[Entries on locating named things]
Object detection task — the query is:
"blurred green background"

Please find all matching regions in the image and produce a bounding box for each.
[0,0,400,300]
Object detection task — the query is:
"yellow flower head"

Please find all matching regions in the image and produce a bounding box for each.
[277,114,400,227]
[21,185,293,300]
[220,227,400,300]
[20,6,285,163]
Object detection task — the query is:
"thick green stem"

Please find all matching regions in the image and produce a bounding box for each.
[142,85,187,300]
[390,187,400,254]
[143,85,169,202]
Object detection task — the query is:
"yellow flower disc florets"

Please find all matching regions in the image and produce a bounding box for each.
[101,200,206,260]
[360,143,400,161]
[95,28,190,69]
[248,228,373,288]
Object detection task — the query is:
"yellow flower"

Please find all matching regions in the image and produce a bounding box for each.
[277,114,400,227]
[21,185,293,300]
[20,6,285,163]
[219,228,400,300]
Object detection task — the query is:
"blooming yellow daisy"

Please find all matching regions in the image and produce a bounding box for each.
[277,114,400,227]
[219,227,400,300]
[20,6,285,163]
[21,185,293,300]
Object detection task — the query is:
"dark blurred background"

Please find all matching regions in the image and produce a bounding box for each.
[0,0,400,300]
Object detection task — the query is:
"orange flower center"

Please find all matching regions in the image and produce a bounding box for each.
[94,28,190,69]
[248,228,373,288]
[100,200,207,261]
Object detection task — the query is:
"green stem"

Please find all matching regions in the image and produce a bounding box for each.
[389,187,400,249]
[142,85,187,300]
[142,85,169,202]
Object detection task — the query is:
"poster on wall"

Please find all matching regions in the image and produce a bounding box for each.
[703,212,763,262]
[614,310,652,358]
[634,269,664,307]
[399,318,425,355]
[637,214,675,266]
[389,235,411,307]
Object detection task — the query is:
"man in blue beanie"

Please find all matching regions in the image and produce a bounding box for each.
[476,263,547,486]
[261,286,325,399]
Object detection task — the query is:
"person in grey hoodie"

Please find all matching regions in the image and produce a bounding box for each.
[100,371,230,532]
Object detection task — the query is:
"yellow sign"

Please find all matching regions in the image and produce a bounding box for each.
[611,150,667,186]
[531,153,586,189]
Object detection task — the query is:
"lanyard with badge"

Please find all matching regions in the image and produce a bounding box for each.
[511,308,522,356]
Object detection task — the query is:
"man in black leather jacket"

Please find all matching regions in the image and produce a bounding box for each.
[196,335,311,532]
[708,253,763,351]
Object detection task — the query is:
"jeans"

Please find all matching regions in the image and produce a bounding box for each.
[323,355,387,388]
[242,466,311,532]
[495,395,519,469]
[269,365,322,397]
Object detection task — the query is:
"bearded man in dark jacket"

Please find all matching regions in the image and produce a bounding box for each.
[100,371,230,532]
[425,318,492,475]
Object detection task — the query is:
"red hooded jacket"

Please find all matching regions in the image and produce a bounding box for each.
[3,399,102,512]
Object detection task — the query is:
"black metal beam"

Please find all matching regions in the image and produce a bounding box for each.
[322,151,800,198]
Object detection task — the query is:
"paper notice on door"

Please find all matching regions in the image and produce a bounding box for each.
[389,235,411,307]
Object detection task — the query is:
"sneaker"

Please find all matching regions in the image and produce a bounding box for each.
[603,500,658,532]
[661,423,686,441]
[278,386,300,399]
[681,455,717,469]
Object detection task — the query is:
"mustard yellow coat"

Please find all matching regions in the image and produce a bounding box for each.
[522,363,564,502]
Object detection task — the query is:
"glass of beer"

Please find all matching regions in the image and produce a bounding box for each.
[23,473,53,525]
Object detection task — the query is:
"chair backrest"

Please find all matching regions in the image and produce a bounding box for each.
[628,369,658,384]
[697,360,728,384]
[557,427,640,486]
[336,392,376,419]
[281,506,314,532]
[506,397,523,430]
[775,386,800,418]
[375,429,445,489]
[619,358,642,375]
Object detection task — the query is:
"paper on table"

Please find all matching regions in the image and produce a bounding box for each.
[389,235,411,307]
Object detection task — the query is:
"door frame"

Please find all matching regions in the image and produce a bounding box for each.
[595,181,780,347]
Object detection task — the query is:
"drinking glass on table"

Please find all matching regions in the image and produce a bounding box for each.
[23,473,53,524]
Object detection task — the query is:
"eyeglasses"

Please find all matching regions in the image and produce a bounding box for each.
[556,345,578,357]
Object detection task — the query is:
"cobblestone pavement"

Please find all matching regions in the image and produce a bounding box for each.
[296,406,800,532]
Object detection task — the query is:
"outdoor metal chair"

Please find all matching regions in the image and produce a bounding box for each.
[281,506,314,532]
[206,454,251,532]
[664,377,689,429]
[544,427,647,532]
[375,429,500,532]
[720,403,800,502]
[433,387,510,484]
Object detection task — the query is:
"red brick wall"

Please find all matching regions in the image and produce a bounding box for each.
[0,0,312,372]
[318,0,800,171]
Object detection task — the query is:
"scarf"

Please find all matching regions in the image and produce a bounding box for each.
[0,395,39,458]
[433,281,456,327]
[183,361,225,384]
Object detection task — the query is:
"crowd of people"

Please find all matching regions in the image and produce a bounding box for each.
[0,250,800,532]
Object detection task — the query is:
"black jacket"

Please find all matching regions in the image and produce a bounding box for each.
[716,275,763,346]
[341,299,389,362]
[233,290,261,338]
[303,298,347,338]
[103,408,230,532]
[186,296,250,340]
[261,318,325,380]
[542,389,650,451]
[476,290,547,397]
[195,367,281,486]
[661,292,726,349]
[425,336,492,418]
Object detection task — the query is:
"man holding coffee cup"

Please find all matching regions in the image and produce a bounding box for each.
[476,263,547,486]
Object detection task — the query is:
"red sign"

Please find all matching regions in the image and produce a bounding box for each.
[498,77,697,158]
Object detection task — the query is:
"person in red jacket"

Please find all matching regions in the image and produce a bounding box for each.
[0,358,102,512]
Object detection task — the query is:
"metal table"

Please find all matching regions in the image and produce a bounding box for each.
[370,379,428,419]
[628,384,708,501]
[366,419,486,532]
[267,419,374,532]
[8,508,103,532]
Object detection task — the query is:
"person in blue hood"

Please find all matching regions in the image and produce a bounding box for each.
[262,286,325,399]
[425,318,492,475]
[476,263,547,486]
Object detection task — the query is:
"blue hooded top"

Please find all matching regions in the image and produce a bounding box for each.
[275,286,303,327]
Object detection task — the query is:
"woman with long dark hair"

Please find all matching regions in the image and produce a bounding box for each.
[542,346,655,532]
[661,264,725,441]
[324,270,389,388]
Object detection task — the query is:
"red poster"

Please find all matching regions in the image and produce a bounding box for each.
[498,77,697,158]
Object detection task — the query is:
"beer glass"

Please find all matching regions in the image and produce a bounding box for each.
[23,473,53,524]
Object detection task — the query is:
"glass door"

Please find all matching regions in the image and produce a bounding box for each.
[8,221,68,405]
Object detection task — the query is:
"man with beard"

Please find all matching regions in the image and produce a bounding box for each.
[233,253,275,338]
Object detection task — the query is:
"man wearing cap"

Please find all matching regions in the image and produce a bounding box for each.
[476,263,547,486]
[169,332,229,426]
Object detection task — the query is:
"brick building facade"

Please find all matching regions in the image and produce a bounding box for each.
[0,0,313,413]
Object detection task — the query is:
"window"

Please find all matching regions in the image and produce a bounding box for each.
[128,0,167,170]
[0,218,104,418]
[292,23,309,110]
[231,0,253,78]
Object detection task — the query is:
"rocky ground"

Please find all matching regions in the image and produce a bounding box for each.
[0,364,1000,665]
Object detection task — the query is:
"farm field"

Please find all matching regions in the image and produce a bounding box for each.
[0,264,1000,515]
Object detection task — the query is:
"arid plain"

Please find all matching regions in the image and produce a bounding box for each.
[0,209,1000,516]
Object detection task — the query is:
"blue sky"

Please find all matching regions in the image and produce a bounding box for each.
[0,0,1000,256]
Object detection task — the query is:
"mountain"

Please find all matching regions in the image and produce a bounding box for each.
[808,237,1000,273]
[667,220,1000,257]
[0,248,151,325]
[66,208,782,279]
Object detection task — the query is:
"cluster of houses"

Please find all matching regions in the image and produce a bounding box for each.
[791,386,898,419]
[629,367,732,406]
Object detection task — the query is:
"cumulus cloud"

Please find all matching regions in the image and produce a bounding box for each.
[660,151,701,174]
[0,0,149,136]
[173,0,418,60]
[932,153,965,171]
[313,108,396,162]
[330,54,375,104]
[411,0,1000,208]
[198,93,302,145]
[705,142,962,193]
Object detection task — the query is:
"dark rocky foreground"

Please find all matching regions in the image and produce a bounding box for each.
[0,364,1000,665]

| Set exercise |
Count the lines of the rows above that contain the string "yellow", treating uppercase and lowercase as different, and give only the number.

| Result for this exercise |
6